Scan the lines below and report each one containing "Could" by copying it.
(ENTRIES PROVIDED Opens)
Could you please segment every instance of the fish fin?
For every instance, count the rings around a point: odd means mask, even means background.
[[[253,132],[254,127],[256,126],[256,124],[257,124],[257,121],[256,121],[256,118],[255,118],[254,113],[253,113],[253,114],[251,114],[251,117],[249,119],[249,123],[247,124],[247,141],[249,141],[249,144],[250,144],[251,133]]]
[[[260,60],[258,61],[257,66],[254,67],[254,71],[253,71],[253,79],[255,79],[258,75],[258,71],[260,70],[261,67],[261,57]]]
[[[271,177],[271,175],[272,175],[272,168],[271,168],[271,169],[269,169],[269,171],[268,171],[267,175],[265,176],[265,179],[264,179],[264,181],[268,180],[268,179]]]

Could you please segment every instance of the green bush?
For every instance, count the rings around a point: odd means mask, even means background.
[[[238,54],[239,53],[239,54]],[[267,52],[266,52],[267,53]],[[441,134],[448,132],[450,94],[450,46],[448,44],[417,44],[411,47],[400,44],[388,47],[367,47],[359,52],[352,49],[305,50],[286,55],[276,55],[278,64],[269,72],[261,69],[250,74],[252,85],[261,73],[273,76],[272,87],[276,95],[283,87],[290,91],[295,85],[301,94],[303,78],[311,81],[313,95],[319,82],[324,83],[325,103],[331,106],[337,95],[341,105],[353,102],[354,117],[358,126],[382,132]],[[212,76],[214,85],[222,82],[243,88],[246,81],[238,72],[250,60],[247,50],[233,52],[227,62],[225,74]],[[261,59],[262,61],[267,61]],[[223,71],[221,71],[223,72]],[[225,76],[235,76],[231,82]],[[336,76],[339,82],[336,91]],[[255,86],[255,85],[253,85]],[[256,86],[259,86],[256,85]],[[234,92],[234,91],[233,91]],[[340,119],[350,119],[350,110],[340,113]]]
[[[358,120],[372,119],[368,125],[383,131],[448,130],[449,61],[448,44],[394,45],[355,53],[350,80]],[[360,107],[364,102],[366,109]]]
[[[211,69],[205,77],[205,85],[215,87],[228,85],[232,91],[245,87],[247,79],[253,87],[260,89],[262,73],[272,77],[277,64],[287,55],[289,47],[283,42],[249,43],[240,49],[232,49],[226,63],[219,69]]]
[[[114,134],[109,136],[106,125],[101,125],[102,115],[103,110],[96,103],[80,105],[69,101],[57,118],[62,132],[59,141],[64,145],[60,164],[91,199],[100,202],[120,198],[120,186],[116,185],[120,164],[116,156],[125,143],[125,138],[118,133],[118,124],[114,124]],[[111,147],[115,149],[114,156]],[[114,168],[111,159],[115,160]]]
(ENTRIES PROVIDED Closes)
### WORKED SOLUTION
Could you please segment every instance of the fish fin?
Could you please segment every instance of the green bush?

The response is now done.